▶ [TASK INSTRUCTIONS]
Please lay out every line of the items below as a numbered list, omitting blank lines and leaving out the pictures.
━━━━━ DATA PROVIDED ━━━━━
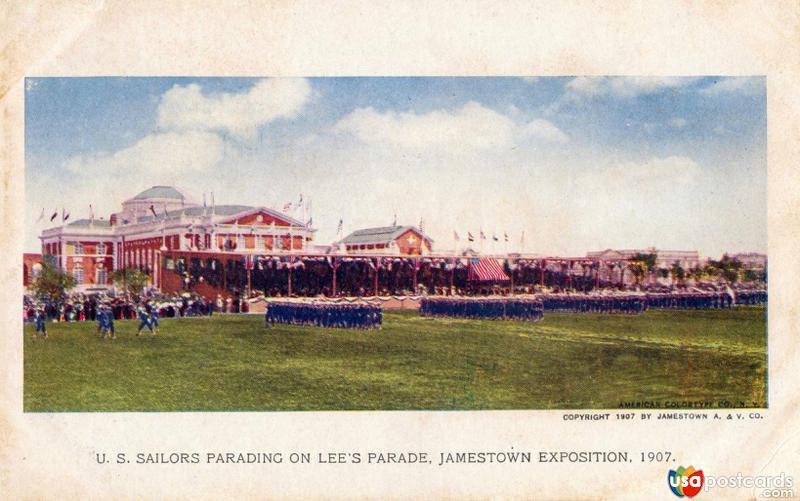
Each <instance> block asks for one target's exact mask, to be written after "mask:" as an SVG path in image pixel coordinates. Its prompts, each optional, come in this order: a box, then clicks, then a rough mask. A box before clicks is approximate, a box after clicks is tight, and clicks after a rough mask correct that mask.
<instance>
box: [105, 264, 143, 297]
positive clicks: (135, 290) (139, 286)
mask: <svg viewBox="0 0 800 501" xmlns="http://www.w3.org/2000/svg"><path fill="white" fill-rule="evenodd" d="M111 281H112V282H114V285H116V286H117V287H119V288H120V289H122V290H123V291H125V292H127V293H130V294H141V293H142V291H143V290H144V287H145V285H147V282H148V281H150V275H148V274H147V272H145V271H142V270H140V269H138V268H123V269H121V270H116V271H113V272H111Z"/></svg>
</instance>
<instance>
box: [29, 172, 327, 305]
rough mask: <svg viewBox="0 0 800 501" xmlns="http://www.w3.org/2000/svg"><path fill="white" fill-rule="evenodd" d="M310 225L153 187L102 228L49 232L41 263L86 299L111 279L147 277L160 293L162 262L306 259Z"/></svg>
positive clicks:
━━━━━
▶ [TASK ANSWER]
1. Each <instance> block asks for one target's exact mask, to be written after "mask:" as an SVG path in image pixel coordinates. Its prompts, each optional, come in this order: a box, then clicks, then a rough mask. A box before clicks is approximate, a box after clicks is tight, and clicks after a rough mask correct that mask.
2. <instance>
3. box: [105, 264, 143, 297]
4. positive clicks: (135, 290) (139, 286)
5. mask: <svg viewBox="0 0 800 501" xmlns="http://www.w3.org/2000/svg"><path fill="white" fill-rule="evenodd" d="M111 281H112V282H114V285H116V286H117V287H119V288H120V289H122V290H123V291H125V292H127V293H130V294H141V293H142V291H143V290H144V287H145V285H147V282H148V281H150V275H148V274H147V272H145V271H142V270H140V269H138V268H123V269H121V270H116V271H113V272H111Z"/></svg>
6. </instance>
7. <instance>
8. box: [29, 172, 327, 305]
9. rough mask: <svg viewBox="0 0 800 501" xmlns="http://www.w3.org/2000/svg"><path fill="white" fill-rule="evenodd" d="M310 225L153 187L102 228L49 232L41 263L86 299L111 279L147 277L160 293L162 262L306 259Z"/></svg>
10. positive clicks:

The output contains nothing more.